[Shape labeling records]
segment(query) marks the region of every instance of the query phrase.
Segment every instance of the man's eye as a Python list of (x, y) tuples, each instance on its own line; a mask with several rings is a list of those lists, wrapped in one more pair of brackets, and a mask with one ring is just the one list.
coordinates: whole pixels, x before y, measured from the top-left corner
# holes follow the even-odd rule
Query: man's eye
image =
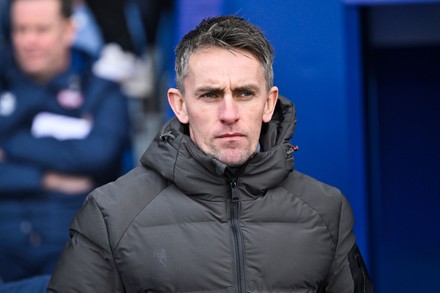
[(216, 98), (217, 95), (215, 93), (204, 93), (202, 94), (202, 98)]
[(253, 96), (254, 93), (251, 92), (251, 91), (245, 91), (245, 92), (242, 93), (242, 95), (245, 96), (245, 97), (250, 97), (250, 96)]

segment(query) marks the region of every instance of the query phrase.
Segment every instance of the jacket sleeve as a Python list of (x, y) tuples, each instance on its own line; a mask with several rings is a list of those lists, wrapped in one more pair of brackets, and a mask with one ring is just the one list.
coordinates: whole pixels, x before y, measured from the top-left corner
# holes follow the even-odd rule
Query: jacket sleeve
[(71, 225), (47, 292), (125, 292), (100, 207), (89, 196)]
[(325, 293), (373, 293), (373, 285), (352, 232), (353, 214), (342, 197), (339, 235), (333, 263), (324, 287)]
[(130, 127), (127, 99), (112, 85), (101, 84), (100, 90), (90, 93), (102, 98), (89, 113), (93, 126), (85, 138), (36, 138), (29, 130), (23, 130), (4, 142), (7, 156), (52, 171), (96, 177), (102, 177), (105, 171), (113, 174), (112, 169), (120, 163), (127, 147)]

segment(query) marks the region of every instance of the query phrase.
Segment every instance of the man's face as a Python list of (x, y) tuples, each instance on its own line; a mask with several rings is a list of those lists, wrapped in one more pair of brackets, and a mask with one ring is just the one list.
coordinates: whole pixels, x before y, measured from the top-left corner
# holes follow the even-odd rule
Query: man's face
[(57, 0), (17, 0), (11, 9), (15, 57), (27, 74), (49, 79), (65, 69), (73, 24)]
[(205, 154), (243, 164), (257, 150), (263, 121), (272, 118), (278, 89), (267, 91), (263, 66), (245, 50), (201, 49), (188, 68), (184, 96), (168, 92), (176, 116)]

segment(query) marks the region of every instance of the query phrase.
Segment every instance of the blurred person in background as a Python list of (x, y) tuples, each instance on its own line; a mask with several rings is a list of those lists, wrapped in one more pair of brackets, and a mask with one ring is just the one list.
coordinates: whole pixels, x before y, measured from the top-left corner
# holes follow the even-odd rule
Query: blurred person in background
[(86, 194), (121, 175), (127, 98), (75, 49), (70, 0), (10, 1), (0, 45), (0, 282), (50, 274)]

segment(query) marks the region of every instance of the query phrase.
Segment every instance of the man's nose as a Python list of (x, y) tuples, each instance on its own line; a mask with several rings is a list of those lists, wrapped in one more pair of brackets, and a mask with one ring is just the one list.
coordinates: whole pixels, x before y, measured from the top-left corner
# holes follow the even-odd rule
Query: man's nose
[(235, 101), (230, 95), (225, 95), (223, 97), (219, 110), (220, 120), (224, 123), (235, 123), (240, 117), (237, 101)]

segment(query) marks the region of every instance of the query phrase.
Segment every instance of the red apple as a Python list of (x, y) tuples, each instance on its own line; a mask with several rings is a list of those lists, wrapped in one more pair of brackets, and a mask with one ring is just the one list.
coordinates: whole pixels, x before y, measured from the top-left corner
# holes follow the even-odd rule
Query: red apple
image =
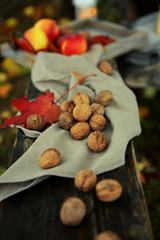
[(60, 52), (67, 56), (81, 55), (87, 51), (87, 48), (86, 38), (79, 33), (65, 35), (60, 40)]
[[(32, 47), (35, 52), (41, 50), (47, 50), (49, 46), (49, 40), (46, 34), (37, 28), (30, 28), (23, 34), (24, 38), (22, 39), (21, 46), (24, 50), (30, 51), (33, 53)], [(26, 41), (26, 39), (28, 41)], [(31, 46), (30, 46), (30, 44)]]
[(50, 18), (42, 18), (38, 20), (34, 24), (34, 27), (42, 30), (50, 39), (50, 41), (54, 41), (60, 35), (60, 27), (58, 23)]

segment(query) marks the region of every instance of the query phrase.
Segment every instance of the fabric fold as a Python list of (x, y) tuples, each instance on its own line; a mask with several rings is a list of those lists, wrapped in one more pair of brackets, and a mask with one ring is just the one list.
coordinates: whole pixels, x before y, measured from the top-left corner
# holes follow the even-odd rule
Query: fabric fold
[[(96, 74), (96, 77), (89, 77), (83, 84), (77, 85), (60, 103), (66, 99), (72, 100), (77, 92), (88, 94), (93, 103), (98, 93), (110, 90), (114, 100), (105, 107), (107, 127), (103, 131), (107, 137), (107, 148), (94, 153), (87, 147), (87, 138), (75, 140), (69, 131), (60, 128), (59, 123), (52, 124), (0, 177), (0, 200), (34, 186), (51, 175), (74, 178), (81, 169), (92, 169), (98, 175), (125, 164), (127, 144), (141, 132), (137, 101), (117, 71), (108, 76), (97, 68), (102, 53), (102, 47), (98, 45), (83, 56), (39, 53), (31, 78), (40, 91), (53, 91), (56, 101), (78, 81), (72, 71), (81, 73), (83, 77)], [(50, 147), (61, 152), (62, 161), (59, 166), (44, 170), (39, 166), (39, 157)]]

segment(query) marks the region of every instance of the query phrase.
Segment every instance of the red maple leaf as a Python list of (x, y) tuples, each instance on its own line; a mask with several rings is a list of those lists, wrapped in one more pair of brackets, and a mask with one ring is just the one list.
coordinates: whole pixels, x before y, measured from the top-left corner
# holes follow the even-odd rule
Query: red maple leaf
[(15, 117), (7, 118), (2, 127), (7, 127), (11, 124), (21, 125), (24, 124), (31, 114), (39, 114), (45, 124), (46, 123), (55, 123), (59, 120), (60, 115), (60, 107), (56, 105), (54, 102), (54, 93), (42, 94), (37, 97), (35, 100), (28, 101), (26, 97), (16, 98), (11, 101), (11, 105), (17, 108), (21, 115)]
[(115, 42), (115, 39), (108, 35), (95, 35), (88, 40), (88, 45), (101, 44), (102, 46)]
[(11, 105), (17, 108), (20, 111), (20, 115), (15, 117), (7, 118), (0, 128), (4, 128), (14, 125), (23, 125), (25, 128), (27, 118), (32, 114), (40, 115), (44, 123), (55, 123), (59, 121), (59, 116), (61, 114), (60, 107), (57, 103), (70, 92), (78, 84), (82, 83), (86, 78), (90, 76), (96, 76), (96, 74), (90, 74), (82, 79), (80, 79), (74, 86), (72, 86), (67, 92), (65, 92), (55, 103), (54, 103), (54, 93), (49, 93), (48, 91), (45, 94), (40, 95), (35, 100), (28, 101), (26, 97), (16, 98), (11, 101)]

**WHAT TO PRODUCE**
Rewrite the part of the records that opens at their start and closes with the line containing "92), (176, 116)]", substituting "upper-left corner" for every "top-left corner" and leaving everything else unchanged. Omit the pictures from your answer.

**EXERCISE RESULT**
segment(query) marks the region of every instance of the query phrase.
Segment every instance of the man's eye as a Python list of (x, y) tuples, each instance on its own line; a mask with several rings is a list of those lists, wrapped in one more pair of brackets, and a mask with one ring is just the one list.
coordinates: whole pixels, x before y, measured from the upper-left corner
# holes follow the even-odd rule
Query: man's eye
image =
[(216, 98), (217, 95), (215, 93), (204, 93), (202, 94), (202, 98)]
[(253, 96), (254, 93), (251, 92), (251, 91), (245, 91), (245, 92), (242, 93), (242, 95), (245, 96), (245, 97), (250, 97), (250, 96)]

segment(query) marks the region of every instance of the query phrase.
Segment every instance of the jacket sleeve as a Python list of (x, y) tuples, each instance on its own line; a mask with several rings is a list of those lists, wrapped in one more pair of brackets, and a mask with one ring is just the one list.
coordinates: whole pixels, x before y, measured from the upper-left corner
# holes follow the even-odd rule
Query: jacket sleeve
[(71, 225), (47, 292), (125, 292), (100, 207), (89, 196)]
[(325, 293), (373, 293), (373, 285), (352, 232), (353, 214), (342, 197), (339, 235), (333, 263), (324, 287)]
[(130, 127), (127, 99), (112, 85), (101, 84), (100, 90), (90, 93), (102, 98), (89, 113), (93, 126), (85, 138), (36, 138), (29, 130), (23, 130), (4, 142), (7, 156), (52, 171), (96, 177), (102, 177), (105, 171), (113, 174), (112, 169), (120, 163), (127, 147)]

segment(query) marks the region of every instance of the query phrase.
Segment every instance of the man's face as a Python list of (x, y) tuples, each instance on its own line; a mask with several rings is a list of those lists, wrapped in one more pair of brackets, and a mask with one ring is just the one list.
coordinates: whole pixels, x before y, measured from the upper-left corner
# holes follow the even-odd rule
Query: man's face
[(57, 0), (17, 0), (11, 9), (15, 57), (27, 74), (49, 79), (65, 69), (73, 24)]
[(205, 154), (243, 164), (257, 150), (263, 121), (272, 118), (278, 89), (267, 91), (263, 66), (245, 50), (201, 49), (188, 68), (184, 96), (168, 92), (176, 116)]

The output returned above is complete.